_Problem set_
- A) In the article on the Kenyan protests, what did the demonstrations oppose when they began in June?
- B) According to the article on the Kenyan protests, which targets did the demonstrations expand to include? List them all.
- C) Write the next part of the article on the Kenyan protests, picking up after its final sentence.

Kenyan Protests Continue Amid Economic Crisis and Criticism of IMF and World Bank

Kenyan Protests Economic Crisis

Weeks into ongoing protests, determined Kenyans are still voicing their frustrations with the government. The demonstrations, which began in June against proposed tax hikes, have expanded to target President William Ruto, members of parliament, and international financial institutions like the International Monetary Fund (IMF) and World Bank. Protesters accuse these organizations of exacerbating the crisis, with placards reading, “IMF, World Bank, Stop the Modern Day Slavery.”

Graffiti denouncing the IMF and World Bank is visible across Nairobi as calls for Ruto’s resignation grow louder. The IMF’s role in the crisis is under scrutiny, with accusations of stringent loan conditions disproportionately affecting the poor. Critics argue that high interest rates and stringent conditions imposed by the IMF have worsened the situation. African leaders, including Ruto, have also criticized these international lenders for the high interest rates compared to other developing countries.

_Listed records_
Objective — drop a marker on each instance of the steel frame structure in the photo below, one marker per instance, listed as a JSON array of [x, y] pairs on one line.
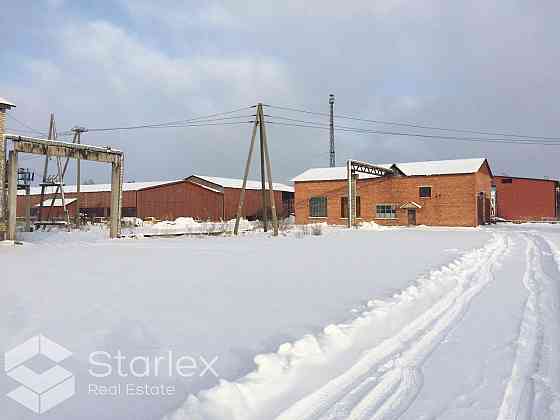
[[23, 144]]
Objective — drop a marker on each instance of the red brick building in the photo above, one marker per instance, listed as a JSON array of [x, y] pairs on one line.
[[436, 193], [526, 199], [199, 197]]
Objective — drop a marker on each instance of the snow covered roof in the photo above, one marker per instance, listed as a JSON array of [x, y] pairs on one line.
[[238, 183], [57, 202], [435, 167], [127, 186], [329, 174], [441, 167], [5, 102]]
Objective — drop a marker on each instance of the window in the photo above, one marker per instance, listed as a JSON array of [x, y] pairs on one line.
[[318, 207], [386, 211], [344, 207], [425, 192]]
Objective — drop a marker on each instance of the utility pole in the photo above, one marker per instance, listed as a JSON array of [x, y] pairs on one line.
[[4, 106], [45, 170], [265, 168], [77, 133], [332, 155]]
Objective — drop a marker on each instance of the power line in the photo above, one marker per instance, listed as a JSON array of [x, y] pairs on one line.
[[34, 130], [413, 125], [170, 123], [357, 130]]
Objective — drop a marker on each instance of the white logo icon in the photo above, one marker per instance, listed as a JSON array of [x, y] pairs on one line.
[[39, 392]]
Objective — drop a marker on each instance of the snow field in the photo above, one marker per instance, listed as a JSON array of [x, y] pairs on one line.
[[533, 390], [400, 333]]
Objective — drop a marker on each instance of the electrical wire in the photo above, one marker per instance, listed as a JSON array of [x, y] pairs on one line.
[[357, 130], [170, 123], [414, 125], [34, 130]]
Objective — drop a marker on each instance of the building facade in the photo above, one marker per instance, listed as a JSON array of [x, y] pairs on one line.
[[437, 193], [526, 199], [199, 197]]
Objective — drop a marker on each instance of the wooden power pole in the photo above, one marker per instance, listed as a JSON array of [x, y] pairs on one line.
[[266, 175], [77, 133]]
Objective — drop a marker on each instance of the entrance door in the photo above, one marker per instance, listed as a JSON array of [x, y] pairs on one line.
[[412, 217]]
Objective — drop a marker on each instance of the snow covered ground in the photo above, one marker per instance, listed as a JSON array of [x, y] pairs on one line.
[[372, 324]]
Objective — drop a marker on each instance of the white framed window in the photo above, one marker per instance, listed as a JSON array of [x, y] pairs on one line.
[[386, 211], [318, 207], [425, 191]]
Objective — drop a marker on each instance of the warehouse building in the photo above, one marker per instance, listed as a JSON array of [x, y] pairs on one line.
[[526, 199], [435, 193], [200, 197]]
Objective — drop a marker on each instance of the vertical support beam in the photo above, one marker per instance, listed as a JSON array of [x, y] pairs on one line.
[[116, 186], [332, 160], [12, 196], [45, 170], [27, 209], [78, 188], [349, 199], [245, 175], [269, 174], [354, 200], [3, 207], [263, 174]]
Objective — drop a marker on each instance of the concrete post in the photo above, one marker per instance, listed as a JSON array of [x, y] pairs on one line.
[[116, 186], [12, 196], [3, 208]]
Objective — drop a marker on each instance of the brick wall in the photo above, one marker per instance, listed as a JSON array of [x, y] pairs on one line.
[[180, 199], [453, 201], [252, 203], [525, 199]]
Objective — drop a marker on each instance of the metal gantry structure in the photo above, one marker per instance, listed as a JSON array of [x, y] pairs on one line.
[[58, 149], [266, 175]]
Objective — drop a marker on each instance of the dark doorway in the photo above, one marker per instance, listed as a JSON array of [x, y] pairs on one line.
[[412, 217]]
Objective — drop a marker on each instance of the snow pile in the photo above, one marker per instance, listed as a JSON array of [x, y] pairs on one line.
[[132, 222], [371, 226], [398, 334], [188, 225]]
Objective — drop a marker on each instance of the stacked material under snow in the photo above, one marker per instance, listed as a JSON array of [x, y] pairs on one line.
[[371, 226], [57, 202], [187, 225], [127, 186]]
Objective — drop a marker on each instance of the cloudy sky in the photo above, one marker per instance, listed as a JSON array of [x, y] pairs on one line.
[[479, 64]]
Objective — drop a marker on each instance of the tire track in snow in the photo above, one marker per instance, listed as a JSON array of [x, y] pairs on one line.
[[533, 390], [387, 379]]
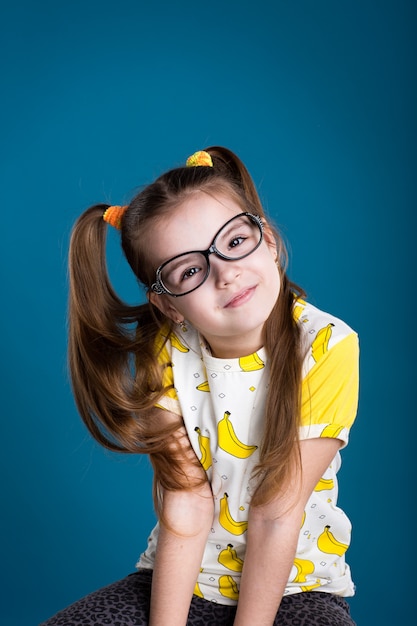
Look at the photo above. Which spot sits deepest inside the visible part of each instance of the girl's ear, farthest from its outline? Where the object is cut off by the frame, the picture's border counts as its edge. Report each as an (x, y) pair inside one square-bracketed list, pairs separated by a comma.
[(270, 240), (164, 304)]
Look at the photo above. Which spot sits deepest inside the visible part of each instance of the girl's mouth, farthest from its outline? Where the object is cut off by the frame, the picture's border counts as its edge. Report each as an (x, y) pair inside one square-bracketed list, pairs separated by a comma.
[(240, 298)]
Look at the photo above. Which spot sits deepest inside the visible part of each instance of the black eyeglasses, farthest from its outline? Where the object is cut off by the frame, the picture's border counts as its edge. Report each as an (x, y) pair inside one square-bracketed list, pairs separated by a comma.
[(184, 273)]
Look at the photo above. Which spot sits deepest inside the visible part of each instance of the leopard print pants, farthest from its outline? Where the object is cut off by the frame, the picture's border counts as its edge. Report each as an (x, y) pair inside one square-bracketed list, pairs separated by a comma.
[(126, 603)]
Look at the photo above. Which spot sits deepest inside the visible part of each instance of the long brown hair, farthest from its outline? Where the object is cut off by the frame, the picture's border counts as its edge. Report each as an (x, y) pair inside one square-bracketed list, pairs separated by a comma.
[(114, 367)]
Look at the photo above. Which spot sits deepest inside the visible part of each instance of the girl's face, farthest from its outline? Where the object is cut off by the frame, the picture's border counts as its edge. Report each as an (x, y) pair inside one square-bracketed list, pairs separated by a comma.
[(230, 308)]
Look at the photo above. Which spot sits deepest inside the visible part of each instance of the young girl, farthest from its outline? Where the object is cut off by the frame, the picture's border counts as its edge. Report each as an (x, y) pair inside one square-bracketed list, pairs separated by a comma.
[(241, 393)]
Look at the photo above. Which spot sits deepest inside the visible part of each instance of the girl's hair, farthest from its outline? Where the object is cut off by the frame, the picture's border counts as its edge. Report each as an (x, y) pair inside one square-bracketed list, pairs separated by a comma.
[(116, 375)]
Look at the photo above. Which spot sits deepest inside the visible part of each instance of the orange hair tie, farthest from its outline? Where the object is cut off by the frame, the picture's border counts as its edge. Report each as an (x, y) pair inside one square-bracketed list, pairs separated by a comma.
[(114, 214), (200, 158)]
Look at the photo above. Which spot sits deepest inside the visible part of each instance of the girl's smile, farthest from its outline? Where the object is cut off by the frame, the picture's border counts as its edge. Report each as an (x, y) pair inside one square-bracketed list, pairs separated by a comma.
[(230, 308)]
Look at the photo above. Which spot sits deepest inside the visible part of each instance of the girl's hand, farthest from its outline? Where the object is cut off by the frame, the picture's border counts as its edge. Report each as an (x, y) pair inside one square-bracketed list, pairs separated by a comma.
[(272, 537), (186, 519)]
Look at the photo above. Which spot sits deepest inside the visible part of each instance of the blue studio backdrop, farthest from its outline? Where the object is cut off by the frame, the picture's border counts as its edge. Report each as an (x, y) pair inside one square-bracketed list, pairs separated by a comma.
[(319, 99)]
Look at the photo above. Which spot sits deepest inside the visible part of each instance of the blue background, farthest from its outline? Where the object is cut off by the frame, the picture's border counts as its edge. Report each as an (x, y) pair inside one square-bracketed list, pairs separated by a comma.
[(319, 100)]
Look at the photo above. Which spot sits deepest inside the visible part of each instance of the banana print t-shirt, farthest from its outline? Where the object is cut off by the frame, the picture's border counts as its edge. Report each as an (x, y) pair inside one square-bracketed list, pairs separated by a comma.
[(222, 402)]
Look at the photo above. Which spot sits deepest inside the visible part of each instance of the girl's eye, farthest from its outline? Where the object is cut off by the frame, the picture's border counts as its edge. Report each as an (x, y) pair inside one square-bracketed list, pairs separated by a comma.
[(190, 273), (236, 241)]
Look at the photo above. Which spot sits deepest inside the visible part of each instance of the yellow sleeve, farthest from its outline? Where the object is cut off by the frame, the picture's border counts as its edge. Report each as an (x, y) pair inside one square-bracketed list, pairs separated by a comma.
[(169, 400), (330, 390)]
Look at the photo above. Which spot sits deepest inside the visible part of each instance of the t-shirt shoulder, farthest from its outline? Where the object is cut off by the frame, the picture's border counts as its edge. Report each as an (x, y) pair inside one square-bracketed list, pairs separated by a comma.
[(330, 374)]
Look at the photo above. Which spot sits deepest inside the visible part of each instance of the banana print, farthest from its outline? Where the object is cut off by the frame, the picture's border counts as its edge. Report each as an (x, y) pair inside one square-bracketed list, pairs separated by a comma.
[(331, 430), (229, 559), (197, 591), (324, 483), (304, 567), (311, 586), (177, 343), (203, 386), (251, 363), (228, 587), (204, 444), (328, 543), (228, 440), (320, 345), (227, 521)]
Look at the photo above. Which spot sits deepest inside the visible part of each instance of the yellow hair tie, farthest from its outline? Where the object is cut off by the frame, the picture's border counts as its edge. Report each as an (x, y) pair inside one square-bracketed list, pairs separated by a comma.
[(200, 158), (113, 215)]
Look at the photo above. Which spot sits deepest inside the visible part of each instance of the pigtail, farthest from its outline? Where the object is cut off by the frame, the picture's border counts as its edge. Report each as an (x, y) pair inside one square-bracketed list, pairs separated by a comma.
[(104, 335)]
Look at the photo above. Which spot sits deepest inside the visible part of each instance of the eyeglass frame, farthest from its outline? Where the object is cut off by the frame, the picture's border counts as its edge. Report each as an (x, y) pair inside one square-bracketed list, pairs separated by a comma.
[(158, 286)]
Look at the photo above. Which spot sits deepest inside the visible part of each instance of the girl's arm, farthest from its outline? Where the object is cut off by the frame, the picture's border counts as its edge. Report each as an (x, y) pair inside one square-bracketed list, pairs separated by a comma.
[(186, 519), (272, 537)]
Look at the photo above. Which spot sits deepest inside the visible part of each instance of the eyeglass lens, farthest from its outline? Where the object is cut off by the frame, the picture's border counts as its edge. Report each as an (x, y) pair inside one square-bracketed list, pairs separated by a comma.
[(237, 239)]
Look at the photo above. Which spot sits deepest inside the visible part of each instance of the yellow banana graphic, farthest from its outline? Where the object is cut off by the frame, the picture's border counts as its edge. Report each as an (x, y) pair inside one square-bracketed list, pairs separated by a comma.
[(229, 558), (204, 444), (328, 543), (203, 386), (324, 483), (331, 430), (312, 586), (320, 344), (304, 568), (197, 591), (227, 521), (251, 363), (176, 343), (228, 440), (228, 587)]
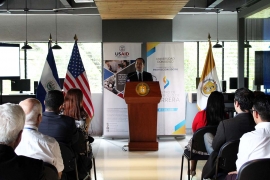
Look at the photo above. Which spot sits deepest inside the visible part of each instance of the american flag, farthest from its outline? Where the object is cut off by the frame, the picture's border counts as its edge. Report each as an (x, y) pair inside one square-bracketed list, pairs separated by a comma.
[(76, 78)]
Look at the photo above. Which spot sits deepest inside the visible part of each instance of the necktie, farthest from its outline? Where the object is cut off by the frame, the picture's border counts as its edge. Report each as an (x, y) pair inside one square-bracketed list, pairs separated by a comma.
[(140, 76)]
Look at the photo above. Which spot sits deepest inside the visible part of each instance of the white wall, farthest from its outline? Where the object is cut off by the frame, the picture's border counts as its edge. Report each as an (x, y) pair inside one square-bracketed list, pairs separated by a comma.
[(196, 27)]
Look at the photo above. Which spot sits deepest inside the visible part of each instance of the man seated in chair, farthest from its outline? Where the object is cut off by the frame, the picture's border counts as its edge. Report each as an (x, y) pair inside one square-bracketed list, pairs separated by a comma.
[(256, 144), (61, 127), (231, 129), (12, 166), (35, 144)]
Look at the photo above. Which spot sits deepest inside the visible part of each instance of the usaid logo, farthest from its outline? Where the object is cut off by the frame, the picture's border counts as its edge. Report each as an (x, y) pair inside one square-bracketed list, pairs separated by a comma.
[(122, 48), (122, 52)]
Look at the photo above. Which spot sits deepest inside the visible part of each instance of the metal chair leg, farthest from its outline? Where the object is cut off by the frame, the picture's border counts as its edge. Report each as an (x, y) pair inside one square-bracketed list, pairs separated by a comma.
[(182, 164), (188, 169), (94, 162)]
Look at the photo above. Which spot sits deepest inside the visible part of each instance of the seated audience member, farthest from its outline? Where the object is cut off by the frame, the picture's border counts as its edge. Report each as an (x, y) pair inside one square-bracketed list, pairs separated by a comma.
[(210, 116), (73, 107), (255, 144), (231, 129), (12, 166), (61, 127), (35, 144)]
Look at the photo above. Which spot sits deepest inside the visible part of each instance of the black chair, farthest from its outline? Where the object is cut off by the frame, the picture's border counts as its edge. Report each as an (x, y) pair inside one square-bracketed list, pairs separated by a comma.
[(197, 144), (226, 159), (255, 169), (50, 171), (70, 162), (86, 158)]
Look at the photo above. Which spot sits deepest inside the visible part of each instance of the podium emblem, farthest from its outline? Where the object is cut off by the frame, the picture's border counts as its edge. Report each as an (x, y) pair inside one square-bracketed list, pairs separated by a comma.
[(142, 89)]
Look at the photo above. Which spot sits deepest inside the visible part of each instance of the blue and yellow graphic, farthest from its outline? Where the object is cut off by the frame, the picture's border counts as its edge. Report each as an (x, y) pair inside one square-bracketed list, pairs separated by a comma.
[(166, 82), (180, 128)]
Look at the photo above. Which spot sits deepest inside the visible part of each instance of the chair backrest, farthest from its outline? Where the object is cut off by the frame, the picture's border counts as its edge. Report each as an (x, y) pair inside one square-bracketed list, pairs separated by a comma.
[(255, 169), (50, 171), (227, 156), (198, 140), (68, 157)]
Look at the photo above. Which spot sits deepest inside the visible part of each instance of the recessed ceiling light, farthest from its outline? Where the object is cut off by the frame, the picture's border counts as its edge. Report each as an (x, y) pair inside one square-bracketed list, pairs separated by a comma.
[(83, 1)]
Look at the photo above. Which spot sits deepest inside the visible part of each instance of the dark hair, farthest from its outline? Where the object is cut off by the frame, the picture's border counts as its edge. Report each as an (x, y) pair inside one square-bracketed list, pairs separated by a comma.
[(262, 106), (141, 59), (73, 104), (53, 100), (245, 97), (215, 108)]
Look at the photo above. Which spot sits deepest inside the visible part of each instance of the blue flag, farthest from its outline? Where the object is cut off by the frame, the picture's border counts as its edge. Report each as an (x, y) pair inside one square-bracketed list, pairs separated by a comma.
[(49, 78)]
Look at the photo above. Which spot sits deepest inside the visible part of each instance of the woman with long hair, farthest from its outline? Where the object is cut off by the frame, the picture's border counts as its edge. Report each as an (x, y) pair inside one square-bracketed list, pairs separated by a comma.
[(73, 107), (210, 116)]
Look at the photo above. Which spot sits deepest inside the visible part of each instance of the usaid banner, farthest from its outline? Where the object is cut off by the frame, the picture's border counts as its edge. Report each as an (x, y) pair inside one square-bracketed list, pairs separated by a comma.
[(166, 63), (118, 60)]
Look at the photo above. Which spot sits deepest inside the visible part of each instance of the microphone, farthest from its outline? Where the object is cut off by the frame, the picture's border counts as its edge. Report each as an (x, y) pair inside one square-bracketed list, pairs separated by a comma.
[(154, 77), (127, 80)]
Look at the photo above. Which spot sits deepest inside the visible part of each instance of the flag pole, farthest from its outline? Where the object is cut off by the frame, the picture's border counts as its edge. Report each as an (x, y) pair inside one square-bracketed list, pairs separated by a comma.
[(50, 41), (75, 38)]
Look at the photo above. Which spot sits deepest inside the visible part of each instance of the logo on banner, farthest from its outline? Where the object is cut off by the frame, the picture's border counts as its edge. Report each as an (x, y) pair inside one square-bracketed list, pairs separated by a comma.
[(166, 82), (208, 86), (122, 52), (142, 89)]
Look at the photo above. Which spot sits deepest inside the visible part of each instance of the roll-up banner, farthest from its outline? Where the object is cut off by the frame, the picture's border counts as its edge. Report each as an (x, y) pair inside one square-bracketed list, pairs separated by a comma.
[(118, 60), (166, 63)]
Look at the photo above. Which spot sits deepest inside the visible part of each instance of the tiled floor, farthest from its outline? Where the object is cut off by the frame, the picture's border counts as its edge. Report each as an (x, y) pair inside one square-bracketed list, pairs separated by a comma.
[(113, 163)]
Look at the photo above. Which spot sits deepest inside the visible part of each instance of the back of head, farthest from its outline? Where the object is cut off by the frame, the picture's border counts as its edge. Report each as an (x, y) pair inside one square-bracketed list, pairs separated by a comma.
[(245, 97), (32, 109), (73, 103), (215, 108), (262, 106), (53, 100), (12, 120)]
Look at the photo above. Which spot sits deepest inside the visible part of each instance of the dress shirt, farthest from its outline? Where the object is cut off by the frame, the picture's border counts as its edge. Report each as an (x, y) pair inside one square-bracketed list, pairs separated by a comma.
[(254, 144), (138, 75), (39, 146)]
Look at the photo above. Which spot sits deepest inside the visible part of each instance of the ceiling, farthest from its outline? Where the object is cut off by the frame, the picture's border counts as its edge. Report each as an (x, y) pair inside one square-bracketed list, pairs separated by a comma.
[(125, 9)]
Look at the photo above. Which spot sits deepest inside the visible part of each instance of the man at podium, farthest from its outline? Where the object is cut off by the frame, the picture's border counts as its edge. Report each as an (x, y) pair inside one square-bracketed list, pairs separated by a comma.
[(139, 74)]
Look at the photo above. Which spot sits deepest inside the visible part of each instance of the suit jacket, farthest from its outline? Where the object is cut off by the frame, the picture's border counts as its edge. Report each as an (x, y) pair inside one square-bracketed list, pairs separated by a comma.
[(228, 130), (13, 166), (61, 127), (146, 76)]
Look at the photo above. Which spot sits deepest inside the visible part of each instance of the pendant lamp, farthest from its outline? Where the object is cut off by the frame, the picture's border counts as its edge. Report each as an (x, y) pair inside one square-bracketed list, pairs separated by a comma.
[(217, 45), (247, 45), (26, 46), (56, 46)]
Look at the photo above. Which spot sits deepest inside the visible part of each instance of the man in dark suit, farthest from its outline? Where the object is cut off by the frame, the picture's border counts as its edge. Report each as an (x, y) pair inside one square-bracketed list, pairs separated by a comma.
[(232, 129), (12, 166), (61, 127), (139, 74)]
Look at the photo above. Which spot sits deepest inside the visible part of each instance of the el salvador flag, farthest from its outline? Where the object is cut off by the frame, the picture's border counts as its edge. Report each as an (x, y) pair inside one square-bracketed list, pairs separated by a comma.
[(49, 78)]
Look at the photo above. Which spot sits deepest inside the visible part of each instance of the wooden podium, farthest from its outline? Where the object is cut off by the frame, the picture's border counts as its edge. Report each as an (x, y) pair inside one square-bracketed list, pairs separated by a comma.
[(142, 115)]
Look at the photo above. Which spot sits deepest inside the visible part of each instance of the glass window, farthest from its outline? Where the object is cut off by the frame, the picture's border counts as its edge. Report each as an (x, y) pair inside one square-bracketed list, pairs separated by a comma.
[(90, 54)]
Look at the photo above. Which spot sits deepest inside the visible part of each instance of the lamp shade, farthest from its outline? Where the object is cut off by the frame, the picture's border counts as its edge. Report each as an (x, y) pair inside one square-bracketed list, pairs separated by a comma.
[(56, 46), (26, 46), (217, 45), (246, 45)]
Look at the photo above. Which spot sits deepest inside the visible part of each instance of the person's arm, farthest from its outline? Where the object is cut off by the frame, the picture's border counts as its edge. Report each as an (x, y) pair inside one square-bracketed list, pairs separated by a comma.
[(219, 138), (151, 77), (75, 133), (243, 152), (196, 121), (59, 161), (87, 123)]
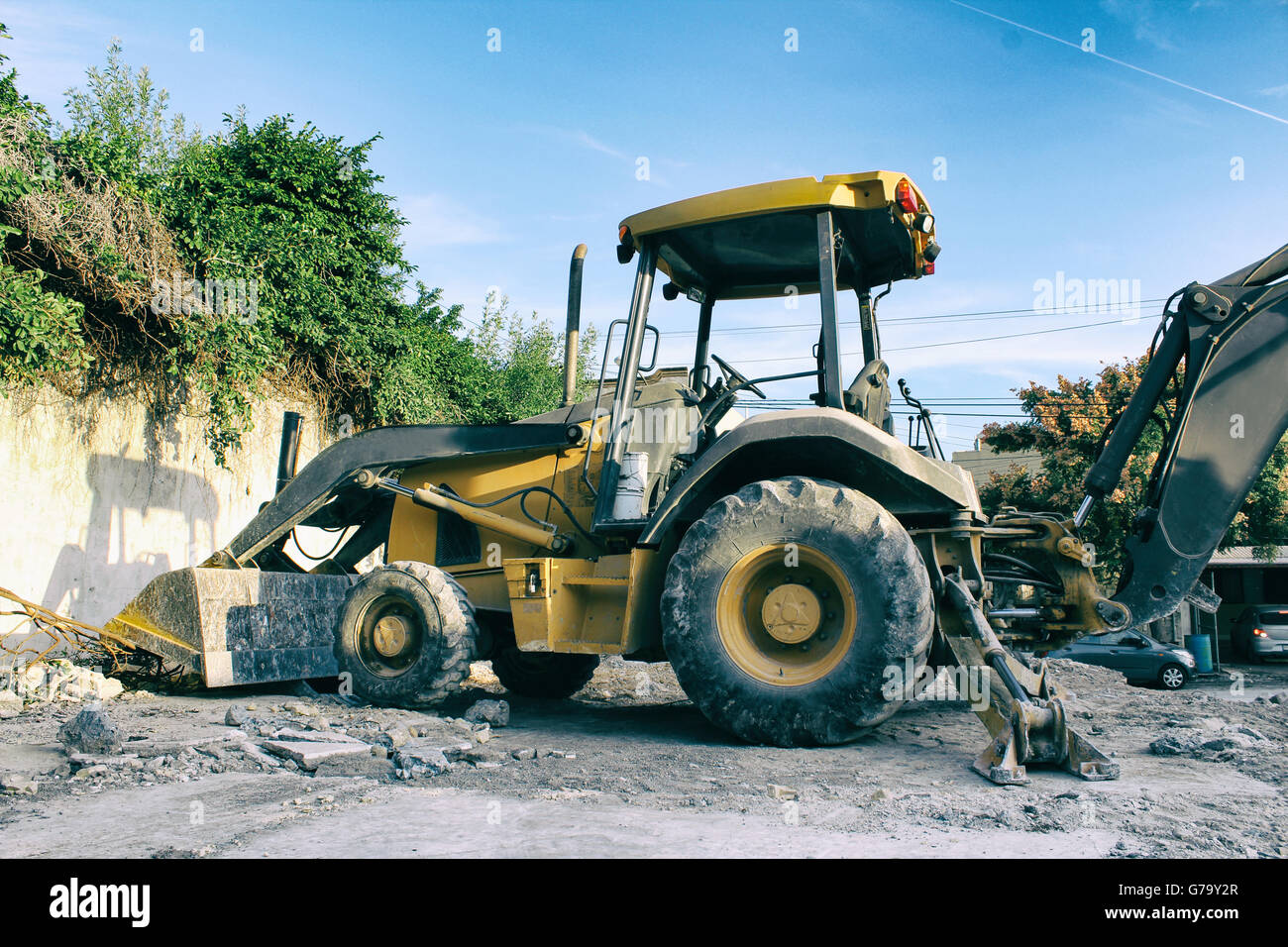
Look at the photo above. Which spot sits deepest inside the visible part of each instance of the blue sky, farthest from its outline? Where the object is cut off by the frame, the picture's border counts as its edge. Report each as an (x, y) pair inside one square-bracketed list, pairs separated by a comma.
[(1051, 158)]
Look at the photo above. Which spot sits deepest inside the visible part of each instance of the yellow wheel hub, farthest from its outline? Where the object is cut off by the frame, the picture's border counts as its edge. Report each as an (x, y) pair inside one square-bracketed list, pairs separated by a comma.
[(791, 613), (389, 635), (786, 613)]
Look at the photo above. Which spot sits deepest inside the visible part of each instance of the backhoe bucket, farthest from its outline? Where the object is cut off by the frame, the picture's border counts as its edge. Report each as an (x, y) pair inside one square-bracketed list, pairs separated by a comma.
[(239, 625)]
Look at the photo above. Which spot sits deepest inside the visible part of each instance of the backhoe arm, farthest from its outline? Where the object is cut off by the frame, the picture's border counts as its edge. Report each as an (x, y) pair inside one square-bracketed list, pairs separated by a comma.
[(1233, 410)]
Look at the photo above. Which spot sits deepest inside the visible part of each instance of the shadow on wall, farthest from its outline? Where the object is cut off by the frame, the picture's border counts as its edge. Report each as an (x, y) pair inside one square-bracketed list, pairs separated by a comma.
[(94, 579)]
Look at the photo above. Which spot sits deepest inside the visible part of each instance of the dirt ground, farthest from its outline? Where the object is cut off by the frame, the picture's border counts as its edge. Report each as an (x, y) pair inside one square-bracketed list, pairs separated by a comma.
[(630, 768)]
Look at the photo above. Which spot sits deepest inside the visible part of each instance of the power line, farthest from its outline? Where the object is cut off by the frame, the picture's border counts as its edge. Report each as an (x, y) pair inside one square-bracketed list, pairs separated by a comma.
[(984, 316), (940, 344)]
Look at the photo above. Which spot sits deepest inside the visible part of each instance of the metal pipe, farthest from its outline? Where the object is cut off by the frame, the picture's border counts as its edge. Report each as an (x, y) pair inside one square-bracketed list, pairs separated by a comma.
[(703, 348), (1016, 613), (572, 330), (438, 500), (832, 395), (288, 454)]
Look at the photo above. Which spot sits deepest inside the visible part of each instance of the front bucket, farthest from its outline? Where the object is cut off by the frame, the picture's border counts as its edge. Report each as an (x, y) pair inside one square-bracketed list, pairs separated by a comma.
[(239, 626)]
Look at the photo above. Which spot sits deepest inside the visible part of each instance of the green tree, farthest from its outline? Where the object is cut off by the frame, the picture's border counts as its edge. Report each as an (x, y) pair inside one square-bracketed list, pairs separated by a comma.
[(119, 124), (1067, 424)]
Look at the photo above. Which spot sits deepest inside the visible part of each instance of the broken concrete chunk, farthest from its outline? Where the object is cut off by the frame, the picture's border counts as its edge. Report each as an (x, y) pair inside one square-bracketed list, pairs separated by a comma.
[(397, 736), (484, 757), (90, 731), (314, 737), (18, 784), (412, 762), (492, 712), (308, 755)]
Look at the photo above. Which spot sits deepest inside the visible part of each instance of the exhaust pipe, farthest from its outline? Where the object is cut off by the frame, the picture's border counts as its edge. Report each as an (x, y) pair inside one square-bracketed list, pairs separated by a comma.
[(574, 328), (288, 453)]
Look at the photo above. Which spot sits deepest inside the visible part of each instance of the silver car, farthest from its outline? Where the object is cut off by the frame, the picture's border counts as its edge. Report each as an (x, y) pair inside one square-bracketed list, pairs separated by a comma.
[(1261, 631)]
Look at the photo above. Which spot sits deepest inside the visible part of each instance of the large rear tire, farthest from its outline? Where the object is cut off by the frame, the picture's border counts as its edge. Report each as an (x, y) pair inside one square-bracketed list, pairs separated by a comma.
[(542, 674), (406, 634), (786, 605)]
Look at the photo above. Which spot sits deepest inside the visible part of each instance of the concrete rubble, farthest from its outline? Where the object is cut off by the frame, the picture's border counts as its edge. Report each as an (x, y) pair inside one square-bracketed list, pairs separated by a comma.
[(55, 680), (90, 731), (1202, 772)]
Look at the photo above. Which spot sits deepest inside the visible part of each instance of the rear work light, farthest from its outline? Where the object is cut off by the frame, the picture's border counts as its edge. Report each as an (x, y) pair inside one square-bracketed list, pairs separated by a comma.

_Task answers_
- A) Proposed tax hikes.

- B) President William Ruto, members of parliament, the International Monetary Fund (IMF), and the World Bank.

- C)
Kenya’s current economic turmoil can be traced back to former President Uhuru Kenyatta’s heavy borrowing from commercial lenders and countries like China for large infrastructure projects. These projects, such as the rail line linking Nairobi to Mombasa and extensive road networks, failed to generate the expected revenue, leaving the country with substantial debt.

When Ruto took office in August 2022, Kenya’s external debt was about $62 billion, approximately 67 percent of its GDP. The country was already grappling with inflation pressures from COVID-19 and supply chain disruptions in agriculture. Currently, Kenya’s debt has ballooned to $82 billion, with significant portions owed to China, the IMF, the World Bank, the United States, and Saudi Arabia. More than half of the government’s revenue is now directed towards debt repayments, deepening the economic crisis.

Economist Dumebi Oluwole suggests that while some criticisms of the IMF are valid, African leaders often exacerbate the situation by choosing to raise taxes rather than cut costs. She argues that the blame should not solely be placed on the IMF but also on leaders who make decisions that impact the majority negatively.